TO-DO LIST =
a – In the problem statement on HPC file systems, about what share of the overall data volume does file system metadata typically make up?
b – Reproduce the problem statement on HPC file systems from "In a typical" to "stream of bytes.".
c – Carry on the problem statement on HPC file system metadata, starting after its last sentence.

TEXT BLOCK =
Problem Statement

Many high-performance computing (HPC) applications generate vast amounts of data and write them to parallel distributed file systems where they are kept for further processing. All production-level file systems currently in use offer a POSIX I/O interface that treats file data as an opaque byte stream. As it is not possible to reconstruct the data format from this byte stream without prior knowledge, self-describing data formats such as NetCDF (Network Common Data Format) and ADIOS (Adaptable IO System) are widely used to be able to exchange data with other researchers and annotate data with meaningful metadata. For example, the World Data Center for Climate (WDCC) alone holds multiple petabytes (PB) of data in such formats and provides access for other researchers. The data structure information is encoded in the files themselves, which makes it possible to group and annotate data. Moreover, data can be accessed and interpreted without having knowledge about its structure in advance.

In a typical HPC I/O stack, applications only interface directly with NetCDF, which depends on HDF5 (Hierarchical Data Format) and so on. The coupling between the different layers is loose and mainly used for performance tuning (for example, applications might set optional I/O hints). However, structural information about the data is lost as it is handed down through the layers: While an application might pass multi-dimensional matrices of numerical data to NetCDF, MPI-IO is only aware of a stream of elements (which can be different simple or composed data types) and Lustre's POSIX interface interprets file data as a stream of bytes.

Additionally, data and metadata are typically separated in such file systems for performance reasons. This leads to two different types of metadata: file system metadata (such as ownership and permissions) are stored on the file system's metadata servers, while file metadata (such as the type of physical quantities) are stored within files on the file system's data servers. File system metadata is typically in the range of 5% of the overall data volume, which leads to significant amounts of metadata in current multi-petabyte file systems.

There are several major problems with the current state:

Weak classification of metadata: Opening a file and reading specific portions of data (for example, a single output dimension) first requires accessing the file system metadata to identify the servers holding file data; afterwards, file metadata is read to determine which portions of the file have to be accessed; finally, the actual data can be read from the file system. This strict separation between file system metadata and file metadata leads to inefficient file access. Maintaining metadata requires coordinated access to a shared resource and therefore imposes significant synchronization overhead due to strict semantics mandated by POSIX. Moreover, file metadata is distributed across potentially many different data servers that have to be contacted, causing additional overhead. Data servers are commonly optimized for streaming I/O and therefore can not deal well with small random accesses that are typical for metadata requests. They often rely on sequential access patterns to achieve high performance through techniques such as readahead.

INFORMATION PROVIDED =
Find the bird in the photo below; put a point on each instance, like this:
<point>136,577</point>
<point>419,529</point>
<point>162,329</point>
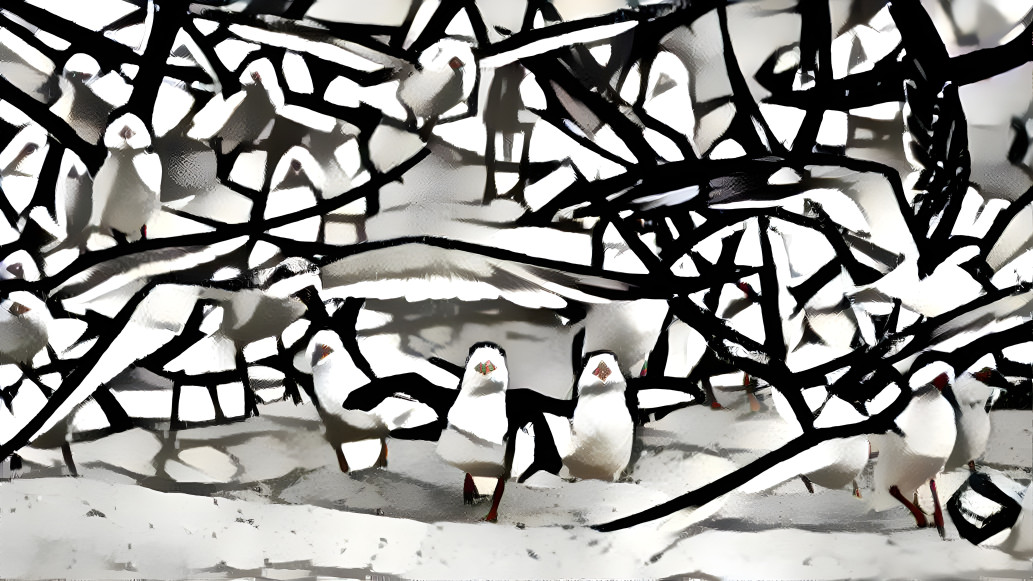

REPLIES =
a – About 5% of the overall data volume.

b –
In a typical HPC I/O stack, applications only interface directly with NetCDF, which depends on HDF5 (Hierarchical Data Format) and so on. The coupling between the different layers is loose and mainly used for performance tuning (for example, applications might set optional I/O hints). However, structural information about the data is lost as it is handed down through the layers: While an application might pass multi-dimensional matrices of numerical data to NetCDF, MPI-IO is only aware of a stream of elements (which can be different simple or composed data types) and Lustre's POSIX interface interprets file data as a stream of bytes.

c –
Static I/O semantics: Due to the complex interplay of different components and optimizations in the I/O stack, performance issues are a common occurrence. One of the reasons is the strict POSIX semantics that are typically provided by the underlying parallel file system and forced upon the upper layers. POSIX requires changes to be visible immediately after a write call and to be performed in an atomic way; this can lead to performance issues in a distributed system due to synchronization overhead. HPC applications often do not require the strict consistency and coherence semantics offered by POSIX but are not able to opt out. Even though higher layers such as MPI-IO typically offer relaxed semantics, their dependence on the parallel file system's POSIX interface effectively negates these relaxations. Static semantics is unable to satisfy the requirements of vastly different applications, requiring application-specific workarounds.
Loss of structural information: To suffice the wide range of requirements which are imposed on an HPC system, a hierarchical structuring of different hardware is used. While the hardware itself is available, new approaches how to use it efficiently need to be developed. In order to gain the most of this layering, the selection of the appropriate technology for a certain piece of data has to be done carefully; otherwise, data has to be moved across storage tiers repeatedly, which is an expensive operation. Currently, data placement decisions often have to be based on heuristics derived from access frequencies and related I/O patterns. Due to the strict separation of layers and the loss of structural information through the I/O stack, efficient policies are currently not viable. Furthermore, support for heterogeneous tiers consisting of different hardware types is not advanced enough and therefore the system's capabilities cannot be fully exploited.

Finally, existing file systems, especially parallel distributed file systems, do not provide possibilities for flexible adaptations to their core concepts such as the semantics or file system structure. This makes the evaluation of new propositions very expensive and ultimately hinders innovation. Another drawback is the fact that a considerable number of file systems is only realized in the kernel space, increasing the complexity of changes significantly. Kernel file systems can typically only be set up and mounted by privileged users. Moreover, integration into the kernel requires a more sophisticated implementation and involves considerable maintenance costs.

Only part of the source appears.